▶ [Textauszug]:
Enjoy your trip — Über die Zugansagen in Deutschland und in der Schweiz
(reload vom 10.5.07)
Ich sitze in einem Waggon der SBB und geniesse die Aussicht auf den Walensee. Soeben wurde ich von einer freundlichen weiblichen Lautsprecherstimme in drei Sprachen aufgefordert, die Fahrt zu geniessen. Besonders sexy finde ich die britische Aussprache. Oder ist das doch Amerikanisch? „Enjoy your trip!“ wäre in den 60ern noch als eine Aufforderung zum intensiven LSD-Genuss gewertet worden.
Die perfekte Aussprache der SBB Ansagen ist einerseits ein Hörgenuss, andersseits aber auch schrecklich langweilig und nervtötend, weil es immer exakt der gleiche Wortlaut ist, den man als Vielfahrer zu hören bekommt. Vielleicht bedeutet das blaue „Lautsprecher“ Lämpchen in Schweizer Zügen, dass man sich jetzt intensiv die Ohren zuhalten soll, um die Ansage nicht erneut zu hören? Nein, dieses blaue Lämpchen ist für Gehörlose. Sie wissen nun, dass sie soeben eine Ansage verpasst haben. Oder sollten sie sich nun auf die Suche nach einem Gebärdendolmetscher machen, der den angesagten Text für sie übersetzt? Was soll dieses Signal?

▶ [Aufgabe]: Fasse im Text über die Zugansagen den Absatz, der mit „Die perfekte Aussprache der SBB Ansagen“ beginnt, in höchstens drei Sätzen zusammen.

▶ [Datensatzeinträge]:

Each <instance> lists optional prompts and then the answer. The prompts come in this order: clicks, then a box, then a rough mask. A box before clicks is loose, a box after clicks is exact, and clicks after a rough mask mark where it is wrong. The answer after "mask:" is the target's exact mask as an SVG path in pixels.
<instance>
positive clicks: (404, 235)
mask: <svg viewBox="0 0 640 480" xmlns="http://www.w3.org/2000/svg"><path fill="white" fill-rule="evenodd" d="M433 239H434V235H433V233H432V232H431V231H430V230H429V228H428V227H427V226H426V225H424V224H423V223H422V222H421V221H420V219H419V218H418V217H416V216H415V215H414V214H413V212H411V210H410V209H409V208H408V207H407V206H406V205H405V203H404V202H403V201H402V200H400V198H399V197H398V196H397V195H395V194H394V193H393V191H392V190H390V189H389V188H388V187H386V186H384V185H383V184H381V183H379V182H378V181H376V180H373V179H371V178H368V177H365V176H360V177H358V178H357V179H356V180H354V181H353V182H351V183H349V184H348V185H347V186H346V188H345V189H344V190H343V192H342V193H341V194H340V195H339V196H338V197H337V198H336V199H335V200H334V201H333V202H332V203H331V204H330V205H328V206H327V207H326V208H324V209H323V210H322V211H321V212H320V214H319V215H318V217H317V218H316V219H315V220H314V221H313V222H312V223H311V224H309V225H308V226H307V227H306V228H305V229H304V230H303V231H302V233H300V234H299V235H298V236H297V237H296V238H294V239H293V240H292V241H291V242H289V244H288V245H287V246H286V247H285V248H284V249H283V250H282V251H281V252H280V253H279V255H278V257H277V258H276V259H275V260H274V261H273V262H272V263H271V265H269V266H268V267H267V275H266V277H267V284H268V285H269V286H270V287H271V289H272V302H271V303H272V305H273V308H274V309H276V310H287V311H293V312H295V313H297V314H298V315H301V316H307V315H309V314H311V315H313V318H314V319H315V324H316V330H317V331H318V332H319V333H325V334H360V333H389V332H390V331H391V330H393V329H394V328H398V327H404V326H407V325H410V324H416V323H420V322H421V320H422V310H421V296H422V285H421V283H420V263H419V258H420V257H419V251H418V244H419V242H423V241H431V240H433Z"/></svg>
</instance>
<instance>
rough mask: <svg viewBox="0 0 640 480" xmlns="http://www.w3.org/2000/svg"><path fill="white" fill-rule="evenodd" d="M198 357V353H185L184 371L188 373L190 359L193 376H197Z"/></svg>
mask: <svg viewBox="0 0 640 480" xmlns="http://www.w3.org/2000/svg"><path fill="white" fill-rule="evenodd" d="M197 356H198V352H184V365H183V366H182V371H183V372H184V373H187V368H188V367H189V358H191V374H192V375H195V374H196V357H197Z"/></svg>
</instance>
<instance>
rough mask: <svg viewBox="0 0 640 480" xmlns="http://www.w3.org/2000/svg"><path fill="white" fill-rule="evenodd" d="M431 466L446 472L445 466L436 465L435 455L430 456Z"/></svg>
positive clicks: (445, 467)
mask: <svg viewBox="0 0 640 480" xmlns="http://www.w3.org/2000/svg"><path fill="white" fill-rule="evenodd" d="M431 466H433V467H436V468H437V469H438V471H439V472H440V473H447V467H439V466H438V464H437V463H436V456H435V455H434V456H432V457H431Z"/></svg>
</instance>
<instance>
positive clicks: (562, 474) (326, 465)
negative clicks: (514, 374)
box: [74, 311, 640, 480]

▶ [Lösung]: Die perfekte Aussprache der SBB-Ansagen ist ein Hörgenuss, für Vielfahrer aber langweilig und nervtötend, weil sie immer exakt den gleichen Wortlaut hören. Das blaue „Lautsprecher“-Lämpchen in Schweizer Zügen ist für Gehörlose und zeigt ihnen, dass sie soeben eine Ansage verpasst haben. Es wird gefragt, ob sie sich nun einen Gebärdendolmetscher suchen sollen und was dieses Signal soll.